What is asked ▸ Lay out the rows as a numbered list, blank lines omitted, covering only the stretch from the line containing "Audit check: the calm" through the line containing "0;173;1024;582", both included.
#### Data provided
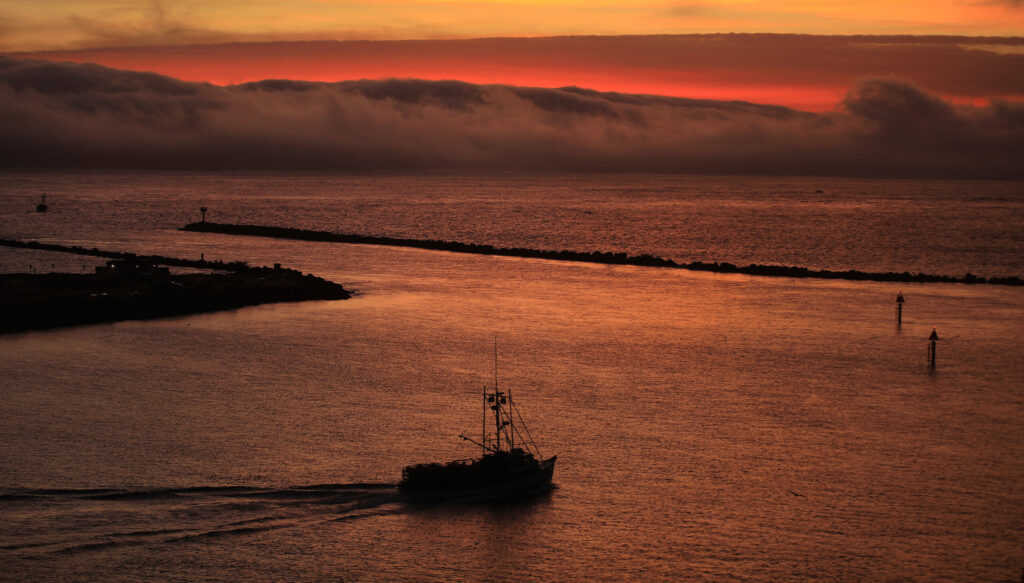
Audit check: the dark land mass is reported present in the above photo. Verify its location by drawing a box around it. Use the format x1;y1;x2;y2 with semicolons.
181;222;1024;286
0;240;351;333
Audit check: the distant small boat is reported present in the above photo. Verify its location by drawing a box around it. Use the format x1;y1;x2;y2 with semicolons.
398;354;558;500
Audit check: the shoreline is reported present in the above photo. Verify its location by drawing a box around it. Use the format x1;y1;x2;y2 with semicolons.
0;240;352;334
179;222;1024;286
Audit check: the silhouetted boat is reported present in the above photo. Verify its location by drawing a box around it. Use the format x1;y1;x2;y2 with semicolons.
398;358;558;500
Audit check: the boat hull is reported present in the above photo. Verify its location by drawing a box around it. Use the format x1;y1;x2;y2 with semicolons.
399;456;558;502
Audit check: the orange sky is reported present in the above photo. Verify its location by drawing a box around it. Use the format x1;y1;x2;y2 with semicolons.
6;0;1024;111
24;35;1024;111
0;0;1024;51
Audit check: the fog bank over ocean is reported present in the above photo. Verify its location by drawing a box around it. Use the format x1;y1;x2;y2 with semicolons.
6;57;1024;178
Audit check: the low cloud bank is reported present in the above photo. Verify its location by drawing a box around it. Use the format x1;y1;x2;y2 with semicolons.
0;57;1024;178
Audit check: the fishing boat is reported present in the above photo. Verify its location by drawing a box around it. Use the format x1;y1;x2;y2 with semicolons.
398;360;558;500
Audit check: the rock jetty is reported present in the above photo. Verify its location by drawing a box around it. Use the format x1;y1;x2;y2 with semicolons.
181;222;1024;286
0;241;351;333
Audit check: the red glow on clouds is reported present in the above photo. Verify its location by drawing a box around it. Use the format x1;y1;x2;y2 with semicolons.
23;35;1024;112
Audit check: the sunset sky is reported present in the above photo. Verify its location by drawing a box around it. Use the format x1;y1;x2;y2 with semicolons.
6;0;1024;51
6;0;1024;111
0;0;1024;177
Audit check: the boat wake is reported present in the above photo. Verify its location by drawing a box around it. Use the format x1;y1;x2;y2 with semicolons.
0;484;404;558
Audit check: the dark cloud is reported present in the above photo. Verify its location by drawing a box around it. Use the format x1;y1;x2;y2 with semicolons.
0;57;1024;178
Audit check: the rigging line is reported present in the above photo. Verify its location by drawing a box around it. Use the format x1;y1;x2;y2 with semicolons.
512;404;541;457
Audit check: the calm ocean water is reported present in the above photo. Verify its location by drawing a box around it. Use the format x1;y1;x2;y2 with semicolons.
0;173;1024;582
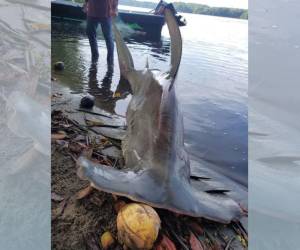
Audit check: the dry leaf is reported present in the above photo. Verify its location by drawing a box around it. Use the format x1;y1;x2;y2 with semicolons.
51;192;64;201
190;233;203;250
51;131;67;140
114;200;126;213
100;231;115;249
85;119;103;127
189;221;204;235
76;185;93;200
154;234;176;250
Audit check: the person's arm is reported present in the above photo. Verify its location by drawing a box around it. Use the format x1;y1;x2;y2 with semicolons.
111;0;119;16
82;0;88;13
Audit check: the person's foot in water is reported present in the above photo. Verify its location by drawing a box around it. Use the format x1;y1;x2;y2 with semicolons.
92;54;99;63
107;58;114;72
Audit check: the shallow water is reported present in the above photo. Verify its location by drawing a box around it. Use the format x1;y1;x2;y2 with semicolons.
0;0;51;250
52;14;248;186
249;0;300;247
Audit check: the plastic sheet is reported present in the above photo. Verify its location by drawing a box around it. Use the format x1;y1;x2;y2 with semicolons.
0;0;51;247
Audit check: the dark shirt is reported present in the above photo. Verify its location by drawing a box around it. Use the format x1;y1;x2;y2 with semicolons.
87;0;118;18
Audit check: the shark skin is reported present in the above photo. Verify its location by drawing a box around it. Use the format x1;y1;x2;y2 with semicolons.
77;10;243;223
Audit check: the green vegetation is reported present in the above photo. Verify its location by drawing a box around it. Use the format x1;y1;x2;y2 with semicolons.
########
Final result ▸
1. Audit check: the calm ocean water is reported present in the above photo. Verify its location by drawing a box around it. Use the format x1;y1;x2;y2 with semicolons.
2. 0;173;1024;582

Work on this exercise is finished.